:: Exercise prompt ::
Locate every line in the entries that contains the word "hillside" and copy each one out in full. Match case exactly.

[Extracted records start]

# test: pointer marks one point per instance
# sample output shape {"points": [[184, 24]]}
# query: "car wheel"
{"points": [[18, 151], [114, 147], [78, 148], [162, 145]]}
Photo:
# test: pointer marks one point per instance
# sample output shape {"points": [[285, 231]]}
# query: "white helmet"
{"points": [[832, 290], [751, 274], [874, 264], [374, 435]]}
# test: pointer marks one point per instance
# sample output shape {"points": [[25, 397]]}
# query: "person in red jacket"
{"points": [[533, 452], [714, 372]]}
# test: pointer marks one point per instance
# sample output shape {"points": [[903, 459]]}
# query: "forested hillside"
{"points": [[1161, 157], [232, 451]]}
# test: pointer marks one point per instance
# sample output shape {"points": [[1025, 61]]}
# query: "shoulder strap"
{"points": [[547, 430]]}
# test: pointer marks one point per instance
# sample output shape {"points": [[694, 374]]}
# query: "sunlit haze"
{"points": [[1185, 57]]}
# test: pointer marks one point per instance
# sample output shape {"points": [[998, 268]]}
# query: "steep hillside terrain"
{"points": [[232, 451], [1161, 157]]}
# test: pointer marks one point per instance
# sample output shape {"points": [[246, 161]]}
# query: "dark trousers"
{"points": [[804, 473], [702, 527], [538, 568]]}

[Extracted records end]
[Extracted records start]

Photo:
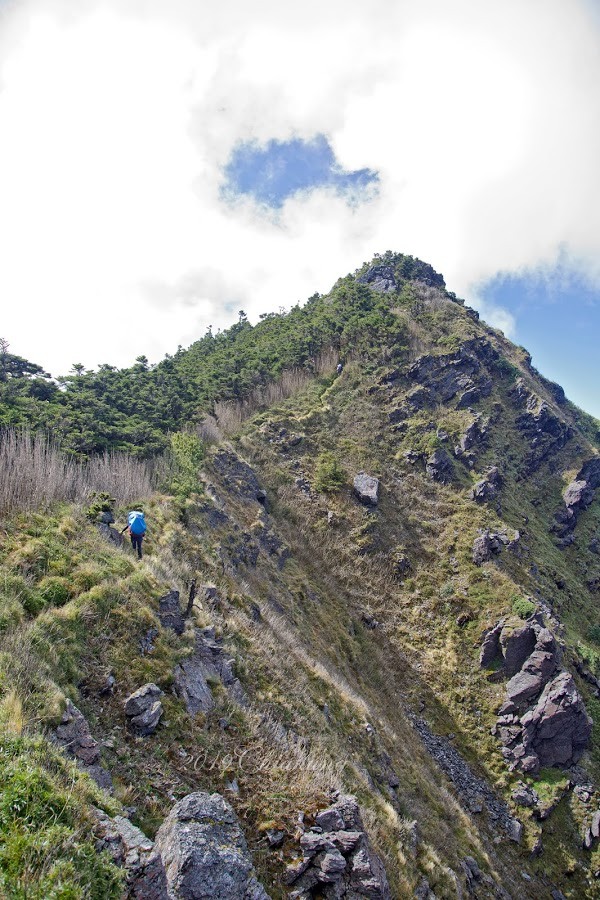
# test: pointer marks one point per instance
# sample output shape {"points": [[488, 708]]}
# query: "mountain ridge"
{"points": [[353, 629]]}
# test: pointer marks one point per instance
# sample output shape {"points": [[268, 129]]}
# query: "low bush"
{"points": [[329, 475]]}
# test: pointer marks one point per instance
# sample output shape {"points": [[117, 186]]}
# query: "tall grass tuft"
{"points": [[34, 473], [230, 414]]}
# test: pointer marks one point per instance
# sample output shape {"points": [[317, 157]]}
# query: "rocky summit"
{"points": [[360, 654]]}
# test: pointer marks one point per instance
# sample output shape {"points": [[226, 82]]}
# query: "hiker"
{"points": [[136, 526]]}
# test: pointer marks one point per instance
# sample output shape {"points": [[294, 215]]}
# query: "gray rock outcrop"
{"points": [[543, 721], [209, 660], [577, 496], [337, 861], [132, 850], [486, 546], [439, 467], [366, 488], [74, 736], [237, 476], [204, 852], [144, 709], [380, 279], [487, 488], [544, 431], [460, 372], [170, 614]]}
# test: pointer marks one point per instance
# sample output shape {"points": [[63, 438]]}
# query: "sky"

[Extracted records end]
[Extracted records start]

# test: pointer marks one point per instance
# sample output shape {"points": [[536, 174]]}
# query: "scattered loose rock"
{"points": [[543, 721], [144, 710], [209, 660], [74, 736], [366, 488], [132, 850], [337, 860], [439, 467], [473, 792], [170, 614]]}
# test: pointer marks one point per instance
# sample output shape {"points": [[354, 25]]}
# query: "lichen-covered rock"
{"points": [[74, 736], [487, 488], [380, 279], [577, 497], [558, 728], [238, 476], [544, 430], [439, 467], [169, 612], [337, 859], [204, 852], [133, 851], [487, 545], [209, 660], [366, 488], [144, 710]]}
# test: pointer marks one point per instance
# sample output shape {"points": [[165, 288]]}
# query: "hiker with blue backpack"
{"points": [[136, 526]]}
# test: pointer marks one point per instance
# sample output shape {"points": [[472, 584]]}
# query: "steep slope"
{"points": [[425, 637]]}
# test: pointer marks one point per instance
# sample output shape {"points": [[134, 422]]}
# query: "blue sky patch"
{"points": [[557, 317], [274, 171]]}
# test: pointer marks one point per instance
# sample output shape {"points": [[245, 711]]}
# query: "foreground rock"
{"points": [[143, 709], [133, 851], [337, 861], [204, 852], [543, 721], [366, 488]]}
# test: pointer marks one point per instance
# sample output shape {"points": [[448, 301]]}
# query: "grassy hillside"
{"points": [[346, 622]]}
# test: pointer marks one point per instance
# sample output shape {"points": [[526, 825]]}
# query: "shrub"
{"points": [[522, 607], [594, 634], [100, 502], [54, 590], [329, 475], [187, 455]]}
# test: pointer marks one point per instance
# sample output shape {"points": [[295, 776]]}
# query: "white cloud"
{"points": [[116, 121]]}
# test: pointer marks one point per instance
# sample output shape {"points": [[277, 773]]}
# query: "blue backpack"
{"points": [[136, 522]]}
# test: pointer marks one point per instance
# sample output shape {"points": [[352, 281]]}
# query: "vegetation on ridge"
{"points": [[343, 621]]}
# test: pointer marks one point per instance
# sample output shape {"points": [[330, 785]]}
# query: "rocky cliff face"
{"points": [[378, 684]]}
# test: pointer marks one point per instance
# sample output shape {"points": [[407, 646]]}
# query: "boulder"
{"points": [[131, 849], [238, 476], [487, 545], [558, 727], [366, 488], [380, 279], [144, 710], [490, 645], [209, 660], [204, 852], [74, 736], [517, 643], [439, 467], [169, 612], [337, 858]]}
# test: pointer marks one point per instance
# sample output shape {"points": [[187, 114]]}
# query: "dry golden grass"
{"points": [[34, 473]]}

[Extracted records end]

:: Problem solution ::
# query: "forested hillside"
# query: "steep hillside terrain"
# query: "grassy hillside"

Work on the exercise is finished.